Please count the lines in the records below that contain the string "glass" and reply with that number alone.

+++ Records to use

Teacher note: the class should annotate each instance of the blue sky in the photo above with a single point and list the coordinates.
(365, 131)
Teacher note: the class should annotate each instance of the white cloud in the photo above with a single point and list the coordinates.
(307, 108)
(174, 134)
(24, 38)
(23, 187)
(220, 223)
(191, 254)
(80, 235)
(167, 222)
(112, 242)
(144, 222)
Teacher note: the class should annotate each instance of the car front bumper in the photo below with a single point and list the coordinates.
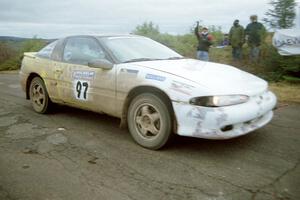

++++++
+++ Records to use

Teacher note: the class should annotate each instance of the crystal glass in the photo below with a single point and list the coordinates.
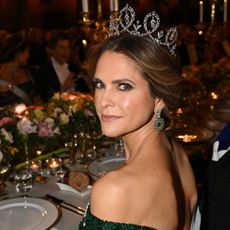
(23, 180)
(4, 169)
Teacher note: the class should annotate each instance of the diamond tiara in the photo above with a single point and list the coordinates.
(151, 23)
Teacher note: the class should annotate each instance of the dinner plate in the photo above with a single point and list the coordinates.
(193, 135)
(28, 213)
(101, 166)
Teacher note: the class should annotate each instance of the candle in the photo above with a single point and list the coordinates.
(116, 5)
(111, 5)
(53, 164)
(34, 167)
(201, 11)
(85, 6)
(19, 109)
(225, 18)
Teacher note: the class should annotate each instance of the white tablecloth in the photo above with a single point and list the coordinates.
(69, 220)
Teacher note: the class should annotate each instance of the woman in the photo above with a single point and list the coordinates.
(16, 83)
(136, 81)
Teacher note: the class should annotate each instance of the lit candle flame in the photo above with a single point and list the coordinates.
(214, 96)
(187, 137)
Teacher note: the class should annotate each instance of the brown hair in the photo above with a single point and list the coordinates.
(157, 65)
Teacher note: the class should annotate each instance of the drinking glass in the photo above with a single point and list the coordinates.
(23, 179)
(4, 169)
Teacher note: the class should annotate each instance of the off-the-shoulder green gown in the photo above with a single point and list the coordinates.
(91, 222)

++++++

## Worked solution
2